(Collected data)

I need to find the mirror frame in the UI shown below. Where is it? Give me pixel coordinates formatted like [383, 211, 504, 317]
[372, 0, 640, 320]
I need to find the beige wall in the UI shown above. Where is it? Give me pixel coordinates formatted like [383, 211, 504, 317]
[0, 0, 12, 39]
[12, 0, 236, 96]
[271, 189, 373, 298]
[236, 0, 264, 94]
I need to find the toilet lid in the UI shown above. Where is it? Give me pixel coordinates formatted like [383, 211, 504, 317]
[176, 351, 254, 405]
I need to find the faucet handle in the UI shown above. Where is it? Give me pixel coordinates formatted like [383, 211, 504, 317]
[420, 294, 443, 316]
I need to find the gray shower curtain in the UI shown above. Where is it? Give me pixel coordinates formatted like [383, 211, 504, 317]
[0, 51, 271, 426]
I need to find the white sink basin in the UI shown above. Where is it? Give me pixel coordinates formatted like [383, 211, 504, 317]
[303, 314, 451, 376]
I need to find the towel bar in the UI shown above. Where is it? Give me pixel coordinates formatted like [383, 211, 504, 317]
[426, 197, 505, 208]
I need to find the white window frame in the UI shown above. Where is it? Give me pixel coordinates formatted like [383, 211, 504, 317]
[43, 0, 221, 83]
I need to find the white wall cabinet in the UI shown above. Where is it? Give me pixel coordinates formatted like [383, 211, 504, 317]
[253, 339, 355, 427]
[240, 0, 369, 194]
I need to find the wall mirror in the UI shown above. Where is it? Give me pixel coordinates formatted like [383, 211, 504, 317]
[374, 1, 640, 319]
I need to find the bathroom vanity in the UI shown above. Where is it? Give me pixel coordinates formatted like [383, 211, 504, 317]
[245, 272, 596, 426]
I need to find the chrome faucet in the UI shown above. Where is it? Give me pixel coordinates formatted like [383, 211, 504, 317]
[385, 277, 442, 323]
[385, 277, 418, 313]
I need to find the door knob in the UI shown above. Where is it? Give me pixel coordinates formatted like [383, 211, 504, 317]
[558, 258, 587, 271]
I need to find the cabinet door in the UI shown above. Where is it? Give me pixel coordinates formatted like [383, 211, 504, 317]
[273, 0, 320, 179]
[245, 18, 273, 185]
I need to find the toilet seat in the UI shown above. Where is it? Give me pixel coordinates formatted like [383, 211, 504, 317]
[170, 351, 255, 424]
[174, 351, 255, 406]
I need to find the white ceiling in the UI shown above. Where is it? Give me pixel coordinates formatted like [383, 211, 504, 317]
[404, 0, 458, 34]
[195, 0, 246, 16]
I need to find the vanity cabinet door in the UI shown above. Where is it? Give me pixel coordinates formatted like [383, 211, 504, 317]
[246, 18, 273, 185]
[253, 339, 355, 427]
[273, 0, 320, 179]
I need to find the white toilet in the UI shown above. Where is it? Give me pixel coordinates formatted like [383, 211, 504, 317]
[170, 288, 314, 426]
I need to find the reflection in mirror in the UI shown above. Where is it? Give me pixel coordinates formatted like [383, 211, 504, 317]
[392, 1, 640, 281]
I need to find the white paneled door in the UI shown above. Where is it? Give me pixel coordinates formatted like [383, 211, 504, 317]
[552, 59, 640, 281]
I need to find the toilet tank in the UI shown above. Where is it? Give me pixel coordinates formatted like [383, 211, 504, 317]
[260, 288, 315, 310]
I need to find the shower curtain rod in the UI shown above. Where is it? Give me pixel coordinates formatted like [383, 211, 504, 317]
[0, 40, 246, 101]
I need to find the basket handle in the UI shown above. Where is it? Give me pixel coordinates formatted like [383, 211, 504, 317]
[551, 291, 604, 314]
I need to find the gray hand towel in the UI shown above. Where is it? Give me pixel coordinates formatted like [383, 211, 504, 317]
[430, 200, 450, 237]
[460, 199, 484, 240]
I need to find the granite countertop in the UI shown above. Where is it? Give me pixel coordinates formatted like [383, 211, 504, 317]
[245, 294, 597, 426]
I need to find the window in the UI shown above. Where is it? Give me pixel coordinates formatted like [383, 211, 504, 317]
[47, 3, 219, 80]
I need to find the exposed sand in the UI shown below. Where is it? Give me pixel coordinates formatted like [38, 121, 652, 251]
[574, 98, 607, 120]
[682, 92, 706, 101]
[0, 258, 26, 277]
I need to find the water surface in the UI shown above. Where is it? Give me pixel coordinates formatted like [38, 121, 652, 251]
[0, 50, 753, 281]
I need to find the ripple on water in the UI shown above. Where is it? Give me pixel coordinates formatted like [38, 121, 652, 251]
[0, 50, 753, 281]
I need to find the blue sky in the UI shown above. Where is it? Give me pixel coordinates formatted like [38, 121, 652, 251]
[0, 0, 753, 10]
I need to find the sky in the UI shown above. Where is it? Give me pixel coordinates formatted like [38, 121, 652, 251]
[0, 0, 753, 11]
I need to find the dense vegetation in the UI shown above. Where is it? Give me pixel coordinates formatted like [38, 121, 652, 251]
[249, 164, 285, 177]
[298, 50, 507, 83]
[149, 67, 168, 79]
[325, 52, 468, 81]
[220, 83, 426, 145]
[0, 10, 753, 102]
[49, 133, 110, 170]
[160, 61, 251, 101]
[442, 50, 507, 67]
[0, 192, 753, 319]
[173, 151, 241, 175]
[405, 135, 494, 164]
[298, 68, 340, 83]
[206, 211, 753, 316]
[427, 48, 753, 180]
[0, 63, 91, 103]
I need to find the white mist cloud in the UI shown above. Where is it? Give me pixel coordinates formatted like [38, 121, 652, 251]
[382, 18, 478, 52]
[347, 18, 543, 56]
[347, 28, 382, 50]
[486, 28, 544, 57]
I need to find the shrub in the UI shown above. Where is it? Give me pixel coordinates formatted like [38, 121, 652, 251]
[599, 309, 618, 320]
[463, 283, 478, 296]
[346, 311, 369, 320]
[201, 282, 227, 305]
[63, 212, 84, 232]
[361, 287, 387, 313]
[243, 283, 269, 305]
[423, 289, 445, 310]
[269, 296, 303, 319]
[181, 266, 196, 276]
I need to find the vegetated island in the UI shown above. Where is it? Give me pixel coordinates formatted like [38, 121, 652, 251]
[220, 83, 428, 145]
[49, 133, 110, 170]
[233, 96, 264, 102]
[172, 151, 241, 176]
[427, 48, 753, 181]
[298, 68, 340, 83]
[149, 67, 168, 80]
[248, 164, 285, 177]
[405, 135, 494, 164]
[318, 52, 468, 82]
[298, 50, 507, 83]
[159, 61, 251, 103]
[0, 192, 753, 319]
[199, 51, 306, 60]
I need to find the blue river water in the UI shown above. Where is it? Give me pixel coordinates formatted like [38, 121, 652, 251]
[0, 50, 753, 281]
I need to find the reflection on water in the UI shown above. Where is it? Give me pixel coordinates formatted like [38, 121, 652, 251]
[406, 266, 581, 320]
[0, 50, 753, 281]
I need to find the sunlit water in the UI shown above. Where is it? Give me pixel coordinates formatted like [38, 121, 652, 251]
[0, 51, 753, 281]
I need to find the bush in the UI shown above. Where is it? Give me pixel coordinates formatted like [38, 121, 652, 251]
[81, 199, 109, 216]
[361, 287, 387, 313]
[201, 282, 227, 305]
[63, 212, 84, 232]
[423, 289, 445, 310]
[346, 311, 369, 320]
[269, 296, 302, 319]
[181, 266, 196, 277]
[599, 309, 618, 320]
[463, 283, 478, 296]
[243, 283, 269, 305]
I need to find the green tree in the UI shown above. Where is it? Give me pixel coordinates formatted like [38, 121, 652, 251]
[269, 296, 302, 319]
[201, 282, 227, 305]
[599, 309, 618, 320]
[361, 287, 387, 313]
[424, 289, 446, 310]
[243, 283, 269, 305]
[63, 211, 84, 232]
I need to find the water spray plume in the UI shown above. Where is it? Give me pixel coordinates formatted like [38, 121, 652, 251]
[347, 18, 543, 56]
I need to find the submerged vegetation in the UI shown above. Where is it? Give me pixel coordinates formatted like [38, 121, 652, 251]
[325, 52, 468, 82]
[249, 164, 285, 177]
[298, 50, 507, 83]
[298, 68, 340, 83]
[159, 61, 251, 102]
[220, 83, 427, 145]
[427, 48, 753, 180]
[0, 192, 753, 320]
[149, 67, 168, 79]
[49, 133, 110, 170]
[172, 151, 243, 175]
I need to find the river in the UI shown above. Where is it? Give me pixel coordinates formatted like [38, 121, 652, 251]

> [Written task]
Pull out every line of the records above that contains the string "towel", matching case exactly.

> [Task result]
I need to find the towel bar in the UI shown above. Where is it? Give me pixel coordinates formatted like [383, 211, 504, 317]
I need to find the gray hand towel in the UI shown above. Where is it? Give me pixel coordinates formatted like [383, 211, 504, 317]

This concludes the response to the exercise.